- Aim of the task -
How many lines in the entries below contain the string "sculpture"? Matching is case-sensitive. Reply with the number alone.

- Entries provided -
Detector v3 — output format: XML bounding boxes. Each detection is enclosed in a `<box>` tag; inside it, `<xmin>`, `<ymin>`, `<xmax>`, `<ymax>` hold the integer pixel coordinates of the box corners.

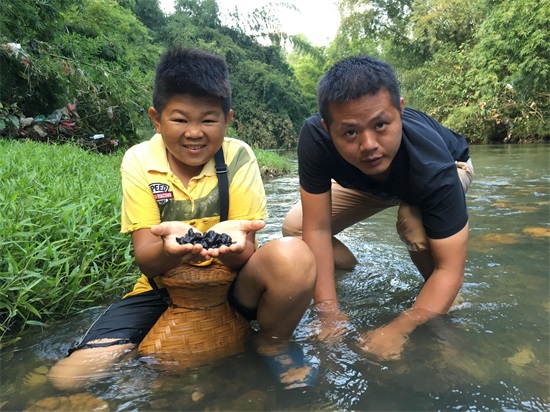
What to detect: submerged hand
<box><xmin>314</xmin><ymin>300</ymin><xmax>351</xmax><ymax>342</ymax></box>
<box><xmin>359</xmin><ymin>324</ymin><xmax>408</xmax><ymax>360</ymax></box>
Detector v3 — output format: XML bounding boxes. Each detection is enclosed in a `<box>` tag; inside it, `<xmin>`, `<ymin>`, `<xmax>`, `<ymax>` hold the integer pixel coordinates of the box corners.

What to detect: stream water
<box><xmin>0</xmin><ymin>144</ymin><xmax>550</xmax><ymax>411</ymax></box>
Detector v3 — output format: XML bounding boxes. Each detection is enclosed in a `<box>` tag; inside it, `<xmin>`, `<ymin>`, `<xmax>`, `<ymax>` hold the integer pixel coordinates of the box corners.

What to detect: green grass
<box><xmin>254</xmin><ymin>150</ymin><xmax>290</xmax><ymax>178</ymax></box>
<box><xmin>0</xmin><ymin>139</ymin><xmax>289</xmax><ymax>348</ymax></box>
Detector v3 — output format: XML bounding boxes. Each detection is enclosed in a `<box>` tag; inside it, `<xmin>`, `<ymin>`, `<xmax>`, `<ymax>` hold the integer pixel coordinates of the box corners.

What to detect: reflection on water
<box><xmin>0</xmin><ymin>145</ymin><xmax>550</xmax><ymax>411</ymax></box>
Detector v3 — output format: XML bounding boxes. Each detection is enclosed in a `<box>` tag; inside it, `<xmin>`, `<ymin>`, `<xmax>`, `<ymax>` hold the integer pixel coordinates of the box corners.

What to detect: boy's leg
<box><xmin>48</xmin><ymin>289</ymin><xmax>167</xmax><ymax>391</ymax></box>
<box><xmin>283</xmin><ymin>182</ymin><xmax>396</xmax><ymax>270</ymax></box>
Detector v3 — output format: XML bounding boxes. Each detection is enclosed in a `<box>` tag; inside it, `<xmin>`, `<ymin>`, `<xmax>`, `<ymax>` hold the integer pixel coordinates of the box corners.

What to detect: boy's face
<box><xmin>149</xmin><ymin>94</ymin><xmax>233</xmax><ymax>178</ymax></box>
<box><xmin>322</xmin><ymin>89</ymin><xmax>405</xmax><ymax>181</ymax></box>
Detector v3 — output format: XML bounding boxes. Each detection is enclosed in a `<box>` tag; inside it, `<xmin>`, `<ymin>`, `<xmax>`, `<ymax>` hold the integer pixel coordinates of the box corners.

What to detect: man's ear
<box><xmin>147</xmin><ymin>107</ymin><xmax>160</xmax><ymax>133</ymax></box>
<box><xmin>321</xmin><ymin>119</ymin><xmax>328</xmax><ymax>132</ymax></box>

...

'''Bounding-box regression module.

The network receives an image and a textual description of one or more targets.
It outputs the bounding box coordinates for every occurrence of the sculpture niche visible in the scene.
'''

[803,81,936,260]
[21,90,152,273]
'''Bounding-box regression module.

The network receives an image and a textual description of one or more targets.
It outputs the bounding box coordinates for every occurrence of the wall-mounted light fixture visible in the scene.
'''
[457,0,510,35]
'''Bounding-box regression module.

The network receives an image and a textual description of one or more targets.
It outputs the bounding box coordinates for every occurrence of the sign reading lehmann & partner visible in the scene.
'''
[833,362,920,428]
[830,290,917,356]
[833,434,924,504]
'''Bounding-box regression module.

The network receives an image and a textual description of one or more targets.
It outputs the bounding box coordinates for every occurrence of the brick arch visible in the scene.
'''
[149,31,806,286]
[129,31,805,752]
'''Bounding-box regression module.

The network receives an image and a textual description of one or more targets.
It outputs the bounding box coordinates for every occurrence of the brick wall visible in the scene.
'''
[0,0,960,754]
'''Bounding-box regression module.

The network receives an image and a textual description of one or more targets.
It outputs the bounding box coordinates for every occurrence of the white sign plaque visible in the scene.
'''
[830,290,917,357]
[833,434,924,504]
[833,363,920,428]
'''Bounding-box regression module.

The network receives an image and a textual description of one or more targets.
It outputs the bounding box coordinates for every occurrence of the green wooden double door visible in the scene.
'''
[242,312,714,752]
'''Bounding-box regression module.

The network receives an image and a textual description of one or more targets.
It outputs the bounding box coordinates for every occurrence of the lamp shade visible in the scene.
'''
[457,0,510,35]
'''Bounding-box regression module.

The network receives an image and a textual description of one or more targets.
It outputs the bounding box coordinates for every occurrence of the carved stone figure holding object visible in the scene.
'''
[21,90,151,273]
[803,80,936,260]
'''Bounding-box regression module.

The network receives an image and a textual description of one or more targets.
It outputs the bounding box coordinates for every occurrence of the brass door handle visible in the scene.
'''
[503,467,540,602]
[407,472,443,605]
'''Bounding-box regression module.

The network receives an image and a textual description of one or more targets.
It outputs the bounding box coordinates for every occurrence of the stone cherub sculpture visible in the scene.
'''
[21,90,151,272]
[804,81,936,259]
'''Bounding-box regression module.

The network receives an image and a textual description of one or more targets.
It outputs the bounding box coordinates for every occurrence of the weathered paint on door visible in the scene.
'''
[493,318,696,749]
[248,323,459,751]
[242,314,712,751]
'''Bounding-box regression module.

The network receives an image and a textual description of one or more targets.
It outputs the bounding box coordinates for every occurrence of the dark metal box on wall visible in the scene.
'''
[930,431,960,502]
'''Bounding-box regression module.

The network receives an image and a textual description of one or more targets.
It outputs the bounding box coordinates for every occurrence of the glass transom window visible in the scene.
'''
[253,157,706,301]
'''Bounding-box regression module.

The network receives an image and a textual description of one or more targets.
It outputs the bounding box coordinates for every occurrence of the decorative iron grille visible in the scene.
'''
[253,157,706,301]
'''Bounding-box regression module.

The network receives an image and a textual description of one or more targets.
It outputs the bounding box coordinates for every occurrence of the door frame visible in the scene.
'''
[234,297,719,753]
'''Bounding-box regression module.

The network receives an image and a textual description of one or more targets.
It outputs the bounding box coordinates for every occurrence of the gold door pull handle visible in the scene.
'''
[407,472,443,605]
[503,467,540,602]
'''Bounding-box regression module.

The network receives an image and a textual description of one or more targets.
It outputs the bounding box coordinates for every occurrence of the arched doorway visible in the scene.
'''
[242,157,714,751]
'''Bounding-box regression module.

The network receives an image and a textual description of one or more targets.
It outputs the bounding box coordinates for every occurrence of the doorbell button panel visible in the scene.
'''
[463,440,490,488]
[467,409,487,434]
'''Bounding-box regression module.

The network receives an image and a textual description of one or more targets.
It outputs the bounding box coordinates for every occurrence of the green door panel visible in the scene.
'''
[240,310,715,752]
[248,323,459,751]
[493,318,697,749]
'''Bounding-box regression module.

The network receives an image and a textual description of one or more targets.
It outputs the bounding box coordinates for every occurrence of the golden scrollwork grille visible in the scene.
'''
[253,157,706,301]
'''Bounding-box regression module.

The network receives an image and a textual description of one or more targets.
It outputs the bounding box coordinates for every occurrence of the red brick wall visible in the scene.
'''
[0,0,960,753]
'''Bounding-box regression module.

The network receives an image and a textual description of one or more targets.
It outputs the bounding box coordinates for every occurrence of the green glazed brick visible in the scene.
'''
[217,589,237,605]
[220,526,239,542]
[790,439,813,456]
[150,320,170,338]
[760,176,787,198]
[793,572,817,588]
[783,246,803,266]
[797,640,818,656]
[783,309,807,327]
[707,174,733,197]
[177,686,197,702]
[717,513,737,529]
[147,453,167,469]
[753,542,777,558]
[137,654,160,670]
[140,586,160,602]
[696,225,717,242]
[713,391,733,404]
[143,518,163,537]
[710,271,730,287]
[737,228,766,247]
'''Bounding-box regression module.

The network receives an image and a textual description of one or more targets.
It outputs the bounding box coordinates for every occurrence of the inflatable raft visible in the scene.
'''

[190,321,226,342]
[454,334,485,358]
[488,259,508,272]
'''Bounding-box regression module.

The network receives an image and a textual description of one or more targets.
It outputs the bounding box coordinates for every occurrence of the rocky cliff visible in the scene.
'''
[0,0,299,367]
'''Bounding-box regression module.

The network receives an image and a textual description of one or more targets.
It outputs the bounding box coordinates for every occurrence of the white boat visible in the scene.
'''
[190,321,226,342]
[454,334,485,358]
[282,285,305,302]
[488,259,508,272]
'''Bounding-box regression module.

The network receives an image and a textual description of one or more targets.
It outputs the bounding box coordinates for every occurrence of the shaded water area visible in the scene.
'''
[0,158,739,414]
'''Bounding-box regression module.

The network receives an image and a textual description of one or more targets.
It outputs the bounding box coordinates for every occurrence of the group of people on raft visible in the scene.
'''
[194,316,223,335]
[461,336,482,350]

---

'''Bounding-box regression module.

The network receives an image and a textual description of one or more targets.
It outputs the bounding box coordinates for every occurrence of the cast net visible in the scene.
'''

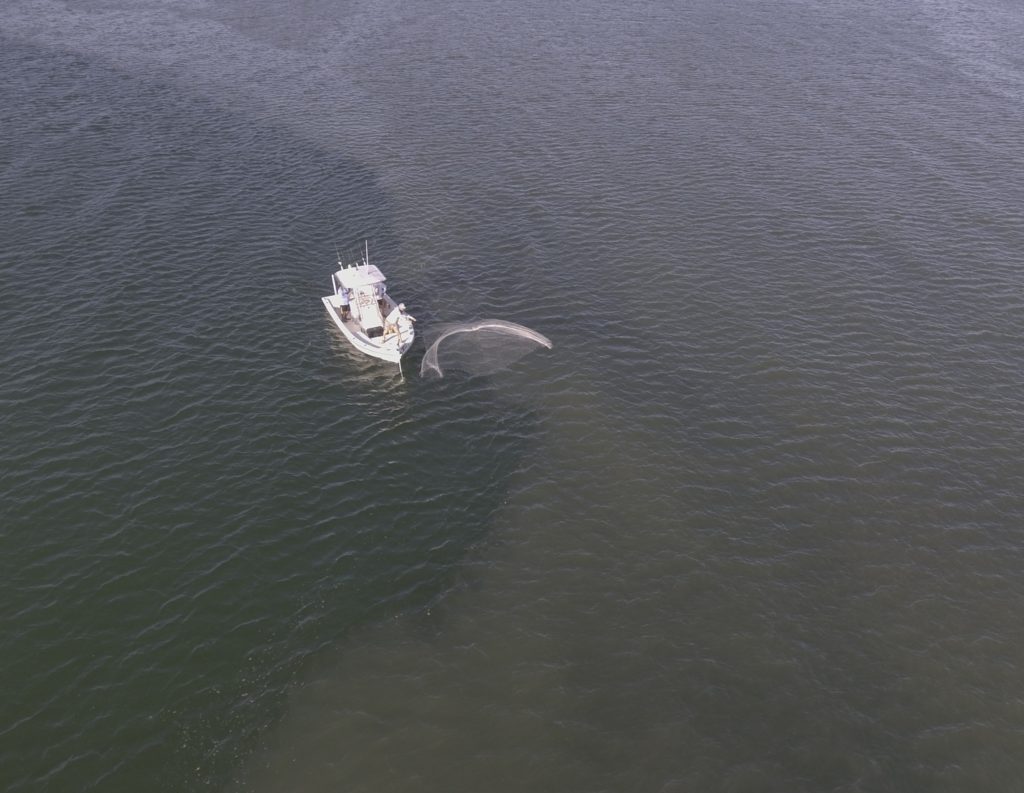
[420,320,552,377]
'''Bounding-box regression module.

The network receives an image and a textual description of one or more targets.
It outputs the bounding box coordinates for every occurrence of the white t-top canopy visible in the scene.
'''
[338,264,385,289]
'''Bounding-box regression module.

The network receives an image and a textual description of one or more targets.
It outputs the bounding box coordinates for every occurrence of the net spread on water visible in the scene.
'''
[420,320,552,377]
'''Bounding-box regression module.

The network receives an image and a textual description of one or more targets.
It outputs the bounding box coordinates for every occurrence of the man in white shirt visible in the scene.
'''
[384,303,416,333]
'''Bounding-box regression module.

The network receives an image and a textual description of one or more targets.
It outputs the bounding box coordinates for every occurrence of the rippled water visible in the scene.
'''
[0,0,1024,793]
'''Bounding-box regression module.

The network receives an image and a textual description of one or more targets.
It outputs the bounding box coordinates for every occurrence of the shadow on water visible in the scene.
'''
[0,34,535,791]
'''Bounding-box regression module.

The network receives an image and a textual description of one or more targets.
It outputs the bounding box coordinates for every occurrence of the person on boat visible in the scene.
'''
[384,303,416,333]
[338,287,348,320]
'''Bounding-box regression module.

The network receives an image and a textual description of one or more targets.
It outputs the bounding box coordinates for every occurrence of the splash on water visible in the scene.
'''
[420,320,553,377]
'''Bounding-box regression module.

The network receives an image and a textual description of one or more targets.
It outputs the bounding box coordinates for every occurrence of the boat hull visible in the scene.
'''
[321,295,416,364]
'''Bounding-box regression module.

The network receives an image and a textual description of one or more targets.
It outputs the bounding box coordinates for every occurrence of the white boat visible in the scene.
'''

- Exercise solution -
2